#### [Text passage]
_ _ _ _ _

# sudden blindness



## Goat Girl (Jan 21, 2012)

My one and a half year old Nubian doe went blind overnight. I found her "stargazing." She has no other symptoms, however. She is in excellent health. Eyes look great, they just don't work. No diarrhea, no staggering or circling, her appetite is normal. In fact, everything appears normal except she cannot see. She had a slight temperature 2 days ago when I found her, but it is now normal. Two days ago I took her to the vet. He gave her a shot of A,D and E, Thiamine, and penicillin. I have been giving shots twice a day of 200 mg thiamine, 2 CCs per shot. The vet said her vision should start coming back 3 or 4 days after beginning treatment. He thinks that something in her digestive system has stopped her from processing B1 as she should. I am waiting and watching and worrying. Any thoughts on this situation?


----------



## fiberchick04 (Mar 8, 2010)

Thiamine is what came to my mind first.

_ _ _ _ _

#### [Supplied records]

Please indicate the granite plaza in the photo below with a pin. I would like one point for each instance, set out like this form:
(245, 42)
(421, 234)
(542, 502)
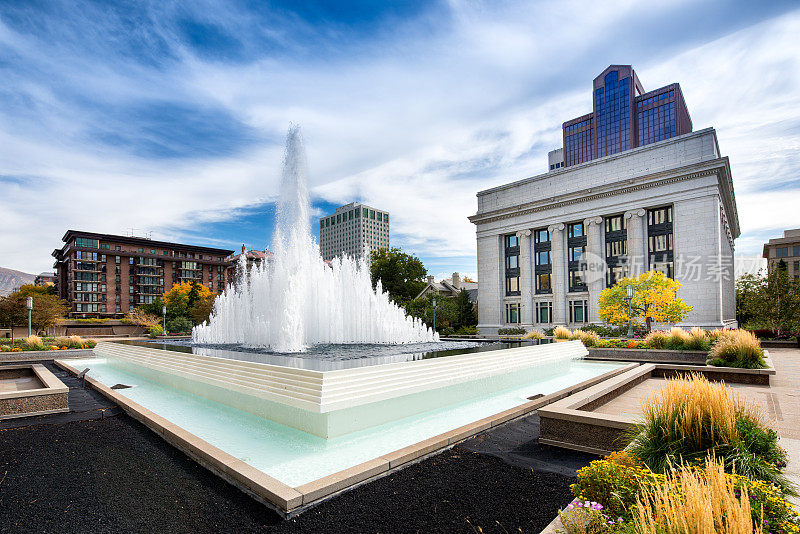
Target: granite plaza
(632, 189)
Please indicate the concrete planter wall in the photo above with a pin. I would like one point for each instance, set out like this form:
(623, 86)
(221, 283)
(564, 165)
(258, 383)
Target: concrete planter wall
(44, 355)
(572, 423)
(687, 357)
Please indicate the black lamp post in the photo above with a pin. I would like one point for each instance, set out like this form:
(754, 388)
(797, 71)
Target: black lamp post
(629, 298)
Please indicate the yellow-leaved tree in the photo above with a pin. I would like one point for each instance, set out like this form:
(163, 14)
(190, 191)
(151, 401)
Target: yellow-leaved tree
(654, 299)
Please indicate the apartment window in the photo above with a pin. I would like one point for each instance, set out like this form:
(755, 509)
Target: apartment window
(511, 247)
(542, 257)
(543, 284)
(543, 267)
(85, 242)
(544, 312)
(659, 240)
(513, 313)
(578, 311)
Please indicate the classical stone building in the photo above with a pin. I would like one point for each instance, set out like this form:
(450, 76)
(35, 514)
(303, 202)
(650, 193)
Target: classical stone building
(548, 245)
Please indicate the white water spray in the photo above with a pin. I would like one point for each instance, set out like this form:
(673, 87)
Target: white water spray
(296, 299)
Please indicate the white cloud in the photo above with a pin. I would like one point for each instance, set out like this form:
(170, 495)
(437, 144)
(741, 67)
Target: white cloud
(415, 123)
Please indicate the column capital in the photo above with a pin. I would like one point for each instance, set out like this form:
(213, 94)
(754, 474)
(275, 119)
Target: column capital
(524, 233)
(635, 213)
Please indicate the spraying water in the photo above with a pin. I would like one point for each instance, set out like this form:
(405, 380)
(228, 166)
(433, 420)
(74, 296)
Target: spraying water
(297, 300)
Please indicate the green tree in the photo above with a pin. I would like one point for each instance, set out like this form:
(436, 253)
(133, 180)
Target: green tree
(446, 311)
(770, 301)
(466, 314)
(402, 275)
(188, 300)
(654, 299)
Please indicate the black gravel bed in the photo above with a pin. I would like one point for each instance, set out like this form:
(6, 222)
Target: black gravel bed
(84, 403)
(115, 475)
(517, 443)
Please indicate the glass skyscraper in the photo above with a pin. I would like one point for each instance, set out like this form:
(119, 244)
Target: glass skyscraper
(624, 117)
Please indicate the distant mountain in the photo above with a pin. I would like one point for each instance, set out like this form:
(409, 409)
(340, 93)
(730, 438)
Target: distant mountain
(11, 280)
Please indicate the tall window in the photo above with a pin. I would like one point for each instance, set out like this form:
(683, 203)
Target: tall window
(578, 311)
(616, 248)
(544, 312)
(576, 244)
(511, 247)
(543, 267)
(659, 240)
(512, 312)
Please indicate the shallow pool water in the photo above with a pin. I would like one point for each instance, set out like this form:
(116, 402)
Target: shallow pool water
(295, 457)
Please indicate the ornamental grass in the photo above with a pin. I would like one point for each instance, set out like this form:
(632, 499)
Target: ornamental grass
(677, 338)
(33, 342)
(696, 501)
(656, 339)
(697, 340)
(562, 332)
(691, 418)
(589, 339)
(737, 348)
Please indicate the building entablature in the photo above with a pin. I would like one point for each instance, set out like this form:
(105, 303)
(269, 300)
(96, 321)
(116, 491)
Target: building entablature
(717, 170)
(696, 147)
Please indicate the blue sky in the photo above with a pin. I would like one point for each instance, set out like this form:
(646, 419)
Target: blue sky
(169, 117)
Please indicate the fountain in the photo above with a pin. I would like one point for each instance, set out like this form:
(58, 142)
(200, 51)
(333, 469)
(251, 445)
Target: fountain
(297, 300)
(306, 380)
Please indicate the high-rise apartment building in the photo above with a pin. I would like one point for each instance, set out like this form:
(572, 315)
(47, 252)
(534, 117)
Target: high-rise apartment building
(624, 117)
(638, 191)
(107, 275)
(786, 248)
(354, 229)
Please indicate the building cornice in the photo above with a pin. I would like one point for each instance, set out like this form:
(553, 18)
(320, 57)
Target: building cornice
(719, 167)
(603, 160)
(141, 241)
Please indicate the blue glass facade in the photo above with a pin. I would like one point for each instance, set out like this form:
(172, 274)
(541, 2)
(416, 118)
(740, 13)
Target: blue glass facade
(612, 113)
(656, 119)
(578, 142)
(624, 117)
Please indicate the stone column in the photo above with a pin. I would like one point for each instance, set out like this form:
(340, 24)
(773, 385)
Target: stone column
(637, 260)
(525, 278)
(594, 265)
(558, 278)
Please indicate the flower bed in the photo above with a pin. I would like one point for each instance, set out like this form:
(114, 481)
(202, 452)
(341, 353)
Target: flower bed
(623, 487)
(699, 461)
(36, 343)
(725, 348)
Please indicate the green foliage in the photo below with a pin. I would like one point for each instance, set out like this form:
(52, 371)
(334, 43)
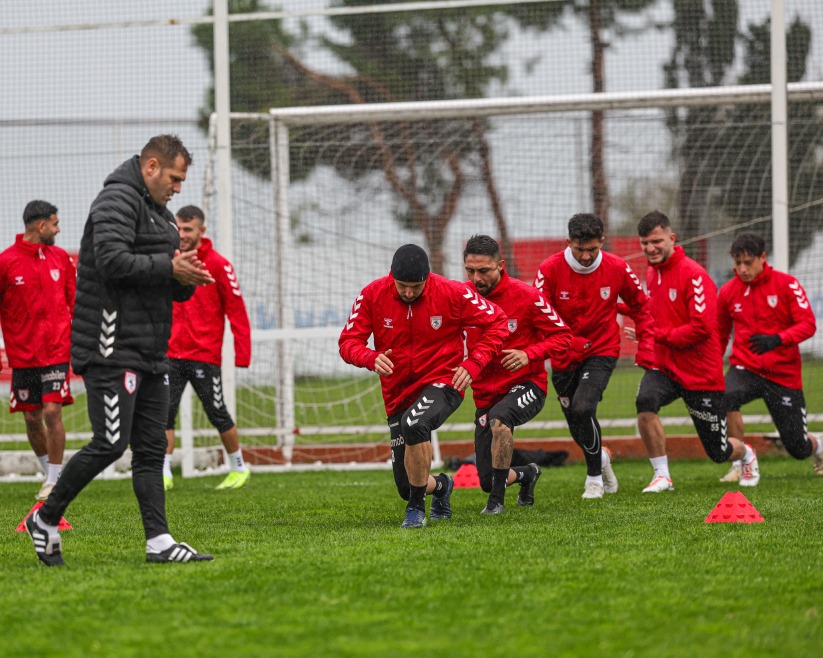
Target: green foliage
(316, 565)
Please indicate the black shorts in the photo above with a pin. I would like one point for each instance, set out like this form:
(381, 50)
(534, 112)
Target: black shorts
(207, 381)
(787, 407)
(706, 408)
(31, 387)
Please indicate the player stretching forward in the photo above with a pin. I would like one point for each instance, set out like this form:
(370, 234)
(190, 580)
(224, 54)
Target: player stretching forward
(511, 390)
(688, 358)
(770, 314)
(196, 345)
(583, 283)
(417, 320)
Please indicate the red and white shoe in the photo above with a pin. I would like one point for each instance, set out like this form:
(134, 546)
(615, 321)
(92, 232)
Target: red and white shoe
(750, 471)
(658, 484)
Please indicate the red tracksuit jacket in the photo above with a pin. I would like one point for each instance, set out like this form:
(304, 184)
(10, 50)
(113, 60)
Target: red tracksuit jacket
(533, 327)
(37, 285)
(588, 303)
(773, 303)
(198, 324)
(683, 303)
(426, 336)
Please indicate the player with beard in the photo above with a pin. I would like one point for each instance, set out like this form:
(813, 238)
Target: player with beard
(511, 389)
(688, 360)
(417, 319)
(585, 284)
(196, 346)
(770, 315)
(37, 285)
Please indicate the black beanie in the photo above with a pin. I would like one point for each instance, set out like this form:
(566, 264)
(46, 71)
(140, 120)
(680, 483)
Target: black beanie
(410, 263)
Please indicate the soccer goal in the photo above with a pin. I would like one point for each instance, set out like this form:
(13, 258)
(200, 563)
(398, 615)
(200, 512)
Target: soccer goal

_ _ _ _ _

#### [Using the information]
**a.** Answer these questions from the sudden blindness thread:
(i) What breed is the doe described in the first post?
(ii) According to the vet, how many days after treatment begins should her vision start to return?
(iii) What came to fiberchick04's mind first?
**b.** Print the portion of the sudden blindness thread starting with "# sudden blindness" and going on through "on this situation?".

#### [Answers provided]
**a.**
(i) Nubian
(ii) 3 or 4 days
(iii) Thiamine

**b.**
# sudden blindness



## Goat Girl (Jan 21, 2012)

My one and a half year old Nubian doe went blind overnight. I found her "stargazing." She has no other symptoms, however. She is in excellent health. Eyes look great, they just don't work. No diarrhea, no staggering or circling, her appetite is normal. In fact, everything appears normal except she cannot see. She had a slight temperature 2 days ago when I found her, but it is now normal. Two days ago I took her to the vet. He gave her a shot of A,D and E, Thiamine, and penicillin. I have been giving shots twice a day of 200 mg thiamine, 2 CCs per shot. The vet said her vision should start coming back 3 or 4 days after beginning treatment. He thinks that something in her digestive system has stopped her from processing B1 as she should. I am waiting and watching and worrying. Any thoughts on this situation?